*Requirement A*
Find every line in the entries below that contains the word "flower", treating uppercase and lowercase as different.

━━ Excerpt ━━

Irish farmers will be holding their breath this week as the next round of Mercosur negotiations takes place in Montevideo, Uruguay. A deal is now very close as the South Americans appear to have met the EU’s requirements on access for cars and car parts. That leaves recognition of geographical indicators (GIs) and dairy as the two big issues left on the EU side, while beef is the one on the Mercosur side.
Mercosur
Any further access to the EU market for beef from major exporting countries will further damage the already weak Irish and EU beef producers. What is of further concern is a suggestion that the EU is looking at no restriction on the type of cuts, which means that Mercosur product could decimate the EU steak meat market which is one of the most valuable in the world.
What makes Europe’s beef farmers even more vulnerable is the prospect of the UK market being out of reach in a bad Brexit scenario, which cannot now be ruled out.

━━━
━━ Raw records ━━

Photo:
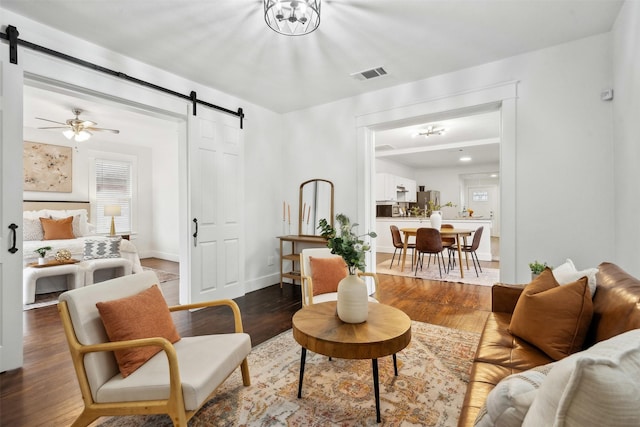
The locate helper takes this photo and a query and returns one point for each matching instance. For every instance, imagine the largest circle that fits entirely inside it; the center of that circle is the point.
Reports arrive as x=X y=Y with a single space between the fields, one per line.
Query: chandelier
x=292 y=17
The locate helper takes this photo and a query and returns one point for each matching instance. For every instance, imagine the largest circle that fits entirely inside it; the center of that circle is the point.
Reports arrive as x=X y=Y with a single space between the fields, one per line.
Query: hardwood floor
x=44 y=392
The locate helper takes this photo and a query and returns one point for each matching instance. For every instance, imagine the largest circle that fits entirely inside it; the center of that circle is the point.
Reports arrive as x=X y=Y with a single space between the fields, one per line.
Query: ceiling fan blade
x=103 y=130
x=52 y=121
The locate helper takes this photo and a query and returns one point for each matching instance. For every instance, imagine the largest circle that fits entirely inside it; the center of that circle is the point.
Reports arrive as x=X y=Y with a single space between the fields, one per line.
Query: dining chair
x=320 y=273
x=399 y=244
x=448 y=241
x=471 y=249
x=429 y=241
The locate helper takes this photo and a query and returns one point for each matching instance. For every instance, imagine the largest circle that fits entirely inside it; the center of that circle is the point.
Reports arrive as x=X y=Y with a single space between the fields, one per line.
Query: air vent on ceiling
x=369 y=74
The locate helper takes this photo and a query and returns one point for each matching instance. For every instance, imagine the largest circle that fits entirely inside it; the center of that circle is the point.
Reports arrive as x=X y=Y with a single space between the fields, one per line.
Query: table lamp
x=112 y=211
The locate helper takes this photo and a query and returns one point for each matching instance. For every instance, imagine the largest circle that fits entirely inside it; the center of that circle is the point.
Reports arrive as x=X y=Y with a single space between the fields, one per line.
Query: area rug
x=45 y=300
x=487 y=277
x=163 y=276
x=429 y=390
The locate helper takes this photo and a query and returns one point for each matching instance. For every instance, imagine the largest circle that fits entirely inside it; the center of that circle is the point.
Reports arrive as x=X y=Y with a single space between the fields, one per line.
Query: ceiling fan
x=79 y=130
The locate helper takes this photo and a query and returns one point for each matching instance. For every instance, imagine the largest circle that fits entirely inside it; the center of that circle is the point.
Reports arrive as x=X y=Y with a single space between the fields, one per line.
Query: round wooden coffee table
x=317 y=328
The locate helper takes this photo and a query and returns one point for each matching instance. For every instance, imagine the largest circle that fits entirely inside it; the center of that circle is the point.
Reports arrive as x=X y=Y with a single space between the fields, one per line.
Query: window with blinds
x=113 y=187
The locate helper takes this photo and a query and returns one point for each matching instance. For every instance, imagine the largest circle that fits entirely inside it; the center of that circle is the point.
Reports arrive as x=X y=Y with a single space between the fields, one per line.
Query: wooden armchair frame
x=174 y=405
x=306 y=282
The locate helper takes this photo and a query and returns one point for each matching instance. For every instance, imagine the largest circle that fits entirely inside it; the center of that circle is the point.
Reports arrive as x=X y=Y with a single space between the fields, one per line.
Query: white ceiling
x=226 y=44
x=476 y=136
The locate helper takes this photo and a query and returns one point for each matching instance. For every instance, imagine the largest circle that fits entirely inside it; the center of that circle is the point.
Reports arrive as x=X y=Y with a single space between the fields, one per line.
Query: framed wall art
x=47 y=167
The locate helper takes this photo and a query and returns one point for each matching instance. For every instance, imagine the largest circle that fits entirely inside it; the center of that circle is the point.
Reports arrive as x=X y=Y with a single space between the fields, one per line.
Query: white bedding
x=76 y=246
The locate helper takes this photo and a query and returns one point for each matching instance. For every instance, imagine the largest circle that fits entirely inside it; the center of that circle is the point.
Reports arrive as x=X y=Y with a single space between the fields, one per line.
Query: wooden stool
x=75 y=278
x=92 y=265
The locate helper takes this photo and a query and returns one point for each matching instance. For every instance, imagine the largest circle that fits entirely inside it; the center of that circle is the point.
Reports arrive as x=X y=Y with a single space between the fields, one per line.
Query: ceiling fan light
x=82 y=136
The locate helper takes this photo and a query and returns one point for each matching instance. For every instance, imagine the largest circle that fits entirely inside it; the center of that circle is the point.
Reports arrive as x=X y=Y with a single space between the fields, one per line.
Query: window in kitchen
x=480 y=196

━━━
━━ Raw records ━━

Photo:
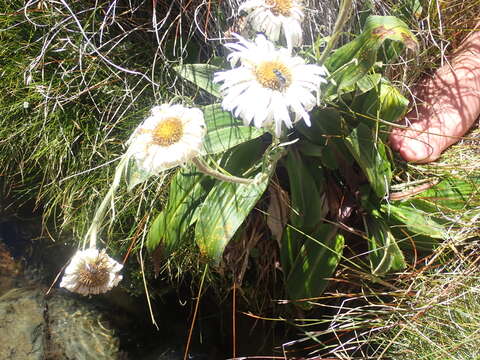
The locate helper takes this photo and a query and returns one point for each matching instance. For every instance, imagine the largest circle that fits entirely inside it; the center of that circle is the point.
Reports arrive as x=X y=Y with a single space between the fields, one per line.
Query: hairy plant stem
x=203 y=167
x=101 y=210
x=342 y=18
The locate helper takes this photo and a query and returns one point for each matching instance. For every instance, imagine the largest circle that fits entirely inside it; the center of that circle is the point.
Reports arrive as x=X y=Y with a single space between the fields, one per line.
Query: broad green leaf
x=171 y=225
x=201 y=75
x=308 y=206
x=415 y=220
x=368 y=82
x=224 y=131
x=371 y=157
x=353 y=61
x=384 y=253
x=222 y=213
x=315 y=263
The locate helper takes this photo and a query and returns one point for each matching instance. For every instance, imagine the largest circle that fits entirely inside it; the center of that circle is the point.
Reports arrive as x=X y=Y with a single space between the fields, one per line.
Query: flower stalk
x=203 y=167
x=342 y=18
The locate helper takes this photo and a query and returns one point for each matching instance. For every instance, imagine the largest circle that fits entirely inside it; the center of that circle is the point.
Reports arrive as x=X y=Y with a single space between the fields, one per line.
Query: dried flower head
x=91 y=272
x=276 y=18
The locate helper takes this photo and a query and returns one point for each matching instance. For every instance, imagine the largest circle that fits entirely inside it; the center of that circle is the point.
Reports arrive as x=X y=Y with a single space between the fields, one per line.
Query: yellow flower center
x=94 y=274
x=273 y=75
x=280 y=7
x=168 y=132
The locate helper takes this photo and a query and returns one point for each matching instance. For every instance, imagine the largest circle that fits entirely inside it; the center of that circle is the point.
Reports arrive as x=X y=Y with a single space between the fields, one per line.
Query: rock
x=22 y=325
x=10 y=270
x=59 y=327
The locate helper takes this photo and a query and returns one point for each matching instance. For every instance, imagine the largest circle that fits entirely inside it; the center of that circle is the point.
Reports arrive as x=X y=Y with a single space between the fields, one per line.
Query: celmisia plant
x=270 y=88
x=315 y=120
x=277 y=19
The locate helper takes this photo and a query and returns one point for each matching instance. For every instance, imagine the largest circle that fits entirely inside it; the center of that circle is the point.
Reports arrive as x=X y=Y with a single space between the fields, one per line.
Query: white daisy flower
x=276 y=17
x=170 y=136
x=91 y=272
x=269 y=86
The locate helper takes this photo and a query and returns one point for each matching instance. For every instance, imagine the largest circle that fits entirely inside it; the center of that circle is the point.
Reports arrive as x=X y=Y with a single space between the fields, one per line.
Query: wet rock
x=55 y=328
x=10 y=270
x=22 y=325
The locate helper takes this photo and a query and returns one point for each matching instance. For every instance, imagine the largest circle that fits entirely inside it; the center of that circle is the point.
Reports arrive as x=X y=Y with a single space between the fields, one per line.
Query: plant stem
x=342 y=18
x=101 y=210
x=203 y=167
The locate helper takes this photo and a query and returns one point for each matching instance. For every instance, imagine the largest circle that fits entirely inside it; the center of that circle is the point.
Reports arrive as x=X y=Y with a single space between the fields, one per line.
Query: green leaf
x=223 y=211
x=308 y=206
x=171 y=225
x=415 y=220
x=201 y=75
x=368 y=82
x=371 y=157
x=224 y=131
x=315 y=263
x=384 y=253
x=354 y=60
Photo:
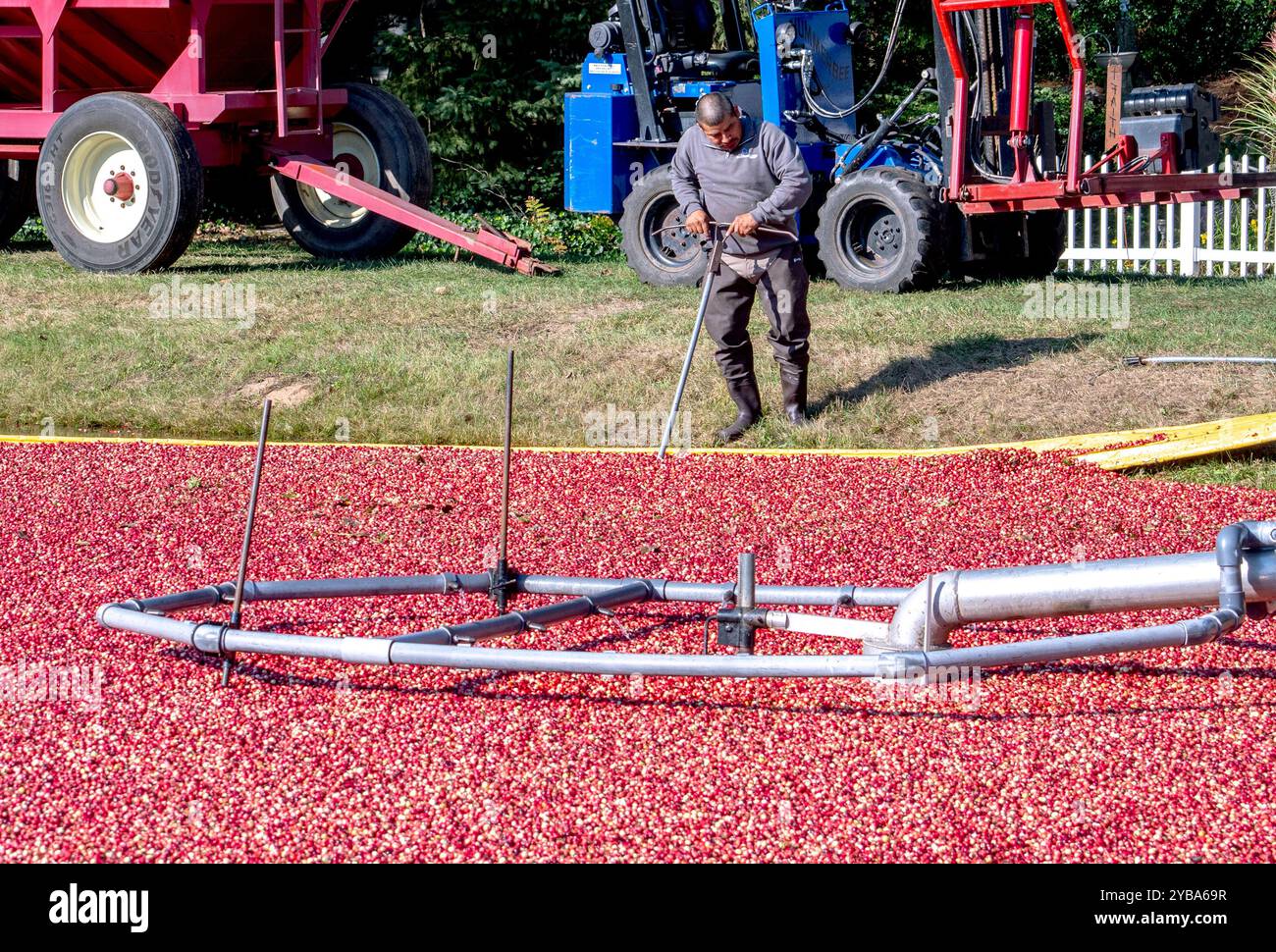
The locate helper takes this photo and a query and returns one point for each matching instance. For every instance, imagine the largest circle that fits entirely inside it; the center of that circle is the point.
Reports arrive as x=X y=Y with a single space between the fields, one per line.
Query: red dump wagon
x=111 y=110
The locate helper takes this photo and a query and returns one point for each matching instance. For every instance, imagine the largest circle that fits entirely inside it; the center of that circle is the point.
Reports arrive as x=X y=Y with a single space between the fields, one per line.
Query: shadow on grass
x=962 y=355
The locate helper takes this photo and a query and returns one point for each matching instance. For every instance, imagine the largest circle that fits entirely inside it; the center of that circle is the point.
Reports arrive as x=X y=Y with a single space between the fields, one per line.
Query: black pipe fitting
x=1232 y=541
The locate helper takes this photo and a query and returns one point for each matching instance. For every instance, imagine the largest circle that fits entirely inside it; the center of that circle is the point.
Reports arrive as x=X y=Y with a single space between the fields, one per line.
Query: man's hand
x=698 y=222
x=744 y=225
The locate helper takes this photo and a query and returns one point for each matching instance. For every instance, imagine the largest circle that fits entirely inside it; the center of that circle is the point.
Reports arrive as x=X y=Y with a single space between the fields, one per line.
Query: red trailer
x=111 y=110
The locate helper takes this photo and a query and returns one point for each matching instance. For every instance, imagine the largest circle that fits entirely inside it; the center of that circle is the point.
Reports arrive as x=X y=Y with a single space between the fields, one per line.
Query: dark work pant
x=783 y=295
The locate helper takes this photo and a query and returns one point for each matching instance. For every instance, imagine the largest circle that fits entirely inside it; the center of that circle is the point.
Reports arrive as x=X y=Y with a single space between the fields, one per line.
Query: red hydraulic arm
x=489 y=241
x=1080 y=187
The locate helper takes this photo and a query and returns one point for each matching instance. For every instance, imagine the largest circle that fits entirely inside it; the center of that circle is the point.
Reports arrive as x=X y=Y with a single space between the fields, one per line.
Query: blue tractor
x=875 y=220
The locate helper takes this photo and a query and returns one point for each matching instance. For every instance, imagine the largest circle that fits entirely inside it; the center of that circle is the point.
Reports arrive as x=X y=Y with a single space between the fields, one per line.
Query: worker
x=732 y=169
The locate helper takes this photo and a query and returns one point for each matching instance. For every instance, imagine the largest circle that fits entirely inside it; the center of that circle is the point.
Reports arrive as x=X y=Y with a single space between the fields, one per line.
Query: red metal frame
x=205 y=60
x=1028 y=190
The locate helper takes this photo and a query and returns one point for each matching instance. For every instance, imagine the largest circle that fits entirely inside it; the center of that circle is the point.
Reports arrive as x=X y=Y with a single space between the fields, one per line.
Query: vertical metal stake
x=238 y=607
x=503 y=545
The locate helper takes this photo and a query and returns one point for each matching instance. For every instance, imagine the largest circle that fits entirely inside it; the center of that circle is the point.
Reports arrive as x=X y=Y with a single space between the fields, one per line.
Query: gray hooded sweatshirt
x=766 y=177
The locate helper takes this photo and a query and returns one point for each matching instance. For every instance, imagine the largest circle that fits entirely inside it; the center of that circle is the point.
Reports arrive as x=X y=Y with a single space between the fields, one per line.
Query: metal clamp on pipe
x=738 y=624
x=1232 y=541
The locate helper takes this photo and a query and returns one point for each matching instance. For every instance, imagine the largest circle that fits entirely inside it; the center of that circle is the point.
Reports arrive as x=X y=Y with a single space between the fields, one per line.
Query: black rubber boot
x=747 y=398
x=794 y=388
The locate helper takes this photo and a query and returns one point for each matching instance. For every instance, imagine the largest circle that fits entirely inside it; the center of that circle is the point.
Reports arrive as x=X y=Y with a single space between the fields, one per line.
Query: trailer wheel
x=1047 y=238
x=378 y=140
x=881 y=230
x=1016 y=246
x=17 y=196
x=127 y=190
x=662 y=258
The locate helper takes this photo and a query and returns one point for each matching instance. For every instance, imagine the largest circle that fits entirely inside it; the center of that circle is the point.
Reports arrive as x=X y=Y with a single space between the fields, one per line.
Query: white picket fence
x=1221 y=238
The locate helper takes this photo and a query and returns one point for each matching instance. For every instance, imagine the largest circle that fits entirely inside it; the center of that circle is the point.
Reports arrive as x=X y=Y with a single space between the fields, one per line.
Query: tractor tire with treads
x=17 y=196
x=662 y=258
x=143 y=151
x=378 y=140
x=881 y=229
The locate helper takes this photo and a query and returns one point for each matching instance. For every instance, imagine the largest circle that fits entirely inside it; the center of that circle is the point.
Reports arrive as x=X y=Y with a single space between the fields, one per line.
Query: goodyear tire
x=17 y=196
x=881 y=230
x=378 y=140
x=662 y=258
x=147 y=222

━━━

*Requirement B*
According to the article on the Mercosur negotiations above, what two big issues remain on the EU side?

*Finished answer A*
Query: flower stalk
Query: dried flower head
Query: yellow flower center
Query: white daisy flower

*Finished answer B*
Recognition of geographical indicators (GIs) and dairy.